▼
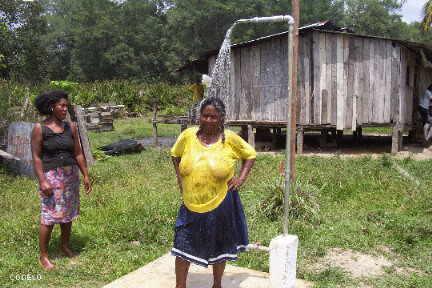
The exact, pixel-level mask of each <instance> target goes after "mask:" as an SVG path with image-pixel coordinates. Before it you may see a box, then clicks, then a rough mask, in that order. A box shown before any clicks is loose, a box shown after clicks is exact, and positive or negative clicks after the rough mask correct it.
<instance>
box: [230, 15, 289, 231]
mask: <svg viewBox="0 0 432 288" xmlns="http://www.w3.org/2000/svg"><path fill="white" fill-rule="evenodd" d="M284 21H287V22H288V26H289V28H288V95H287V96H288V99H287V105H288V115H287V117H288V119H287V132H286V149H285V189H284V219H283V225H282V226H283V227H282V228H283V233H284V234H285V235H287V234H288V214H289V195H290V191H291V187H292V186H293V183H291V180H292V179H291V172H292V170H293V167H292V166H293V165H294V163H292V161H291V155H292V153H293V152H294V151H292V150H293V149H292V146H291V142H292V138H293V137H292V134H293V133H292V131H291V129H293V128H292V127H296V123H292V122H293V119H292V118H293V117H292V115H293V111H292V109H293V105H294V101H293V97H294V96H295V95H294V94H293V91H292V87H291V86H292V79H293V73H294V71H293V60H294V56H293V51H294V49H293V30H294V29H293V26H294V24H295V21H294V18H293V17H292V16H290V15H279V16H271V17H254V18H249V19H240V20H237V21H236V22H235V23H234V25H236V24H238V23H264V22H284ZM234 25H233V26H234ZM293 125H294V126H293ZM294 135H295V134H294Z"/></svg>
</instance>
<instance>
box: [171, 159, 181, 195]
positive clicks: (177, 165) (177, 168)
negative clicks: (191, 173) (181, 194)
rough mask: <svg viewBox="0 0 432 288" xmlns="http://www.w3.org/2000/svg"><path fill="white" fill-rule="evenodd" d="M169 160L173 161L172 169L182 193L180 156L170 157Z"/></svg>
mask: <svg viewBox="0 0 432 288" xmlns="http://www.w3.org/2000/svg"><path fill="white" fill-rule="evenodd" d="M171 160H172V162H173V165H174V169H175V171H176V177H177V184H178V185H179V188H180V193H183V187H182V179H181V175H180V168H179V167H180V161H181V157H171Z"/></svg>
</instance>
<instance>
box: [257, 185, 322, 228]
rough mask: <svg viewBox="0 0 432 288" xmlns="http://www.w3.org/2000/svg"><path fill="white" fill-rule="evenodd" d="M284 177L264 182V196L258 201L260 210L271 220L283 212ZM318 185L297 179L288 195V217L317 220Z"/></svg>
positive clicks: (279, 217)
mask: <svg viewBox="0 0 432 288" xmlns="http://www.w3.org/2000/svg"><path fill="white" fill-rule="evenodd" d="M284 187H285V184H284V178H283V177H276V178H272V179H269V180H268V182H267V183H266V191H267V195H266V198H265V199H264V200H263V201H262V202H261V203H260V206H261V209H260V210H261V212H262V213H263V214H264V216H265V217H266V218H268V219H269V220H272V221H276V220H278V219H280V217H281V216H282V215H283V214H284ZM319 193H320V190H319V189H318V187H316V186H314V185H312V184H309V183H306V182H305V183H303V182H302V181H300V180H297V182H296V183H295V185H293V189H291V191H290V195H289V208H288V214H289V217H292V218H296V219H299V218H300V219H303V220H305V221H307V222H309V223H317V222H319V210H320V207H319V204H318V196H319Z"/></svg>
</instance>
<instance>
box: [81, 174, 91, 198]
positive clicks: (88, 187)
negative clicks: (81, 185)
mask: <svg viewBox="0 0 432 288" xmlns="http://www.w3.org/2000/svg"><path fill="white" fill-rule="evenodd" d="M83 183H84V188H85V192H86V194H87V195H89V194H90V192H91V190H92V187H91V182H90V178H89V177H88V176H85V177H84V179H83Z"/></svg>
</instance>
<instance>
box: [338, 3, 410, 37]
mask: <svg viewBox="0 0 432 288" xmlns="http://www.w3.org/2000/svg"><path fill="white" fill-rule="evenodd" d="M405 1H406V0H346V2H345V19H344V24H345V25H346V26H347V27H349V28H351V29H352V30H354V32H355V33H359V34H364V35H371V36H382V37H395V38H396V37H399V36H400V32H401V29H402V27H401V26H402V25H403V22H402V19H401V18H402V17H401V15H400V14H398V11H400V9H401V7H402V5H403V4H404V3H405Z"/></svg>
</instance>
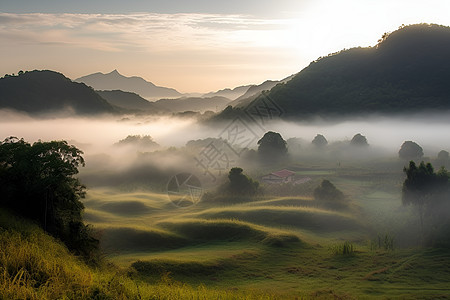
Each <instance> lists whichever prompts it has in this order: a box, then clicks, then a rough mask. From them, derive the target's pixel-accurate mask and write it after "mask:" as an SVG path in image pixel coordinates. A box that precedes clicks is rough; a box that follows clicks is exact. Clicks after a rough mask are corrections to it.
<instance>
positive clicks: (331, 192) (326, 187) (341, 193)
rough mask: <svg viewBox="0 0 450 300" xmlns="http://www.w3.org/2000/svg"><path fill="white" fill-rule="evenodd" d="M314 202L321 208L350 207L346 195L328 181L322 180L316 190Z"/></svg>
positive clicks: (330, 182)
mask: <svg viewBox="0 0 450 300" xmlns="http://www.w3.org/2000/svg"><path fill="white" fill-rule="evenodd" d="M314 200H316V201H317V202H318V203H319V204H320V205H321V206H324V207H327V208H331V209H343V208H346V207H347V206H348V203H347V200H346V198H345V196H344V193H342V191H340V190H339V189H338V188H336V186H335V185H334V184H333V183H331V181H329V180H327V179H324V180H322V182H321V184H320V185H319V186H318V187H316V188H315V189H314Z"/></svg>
▲
Rewrite the listing starting at its beginning and ending at the line that contains "box: [230, 15, 289, 231]", with "rough mask" replaced by "coarse mask" and everything else unchanged. Leave the pictures out of your answer.

The exact, pixel-level mask of each <instance> target goes after "mask:" as an SVG path with image-pixel coordinates. Before it you may see a box, then clicks, then a coarse mask, in that order. A box shown before any clicks is loose, a box shown after clicks is exact, and positive or negative clicks after the coarse mask correct it.
<instance>
box: [230, 15, 289, 231]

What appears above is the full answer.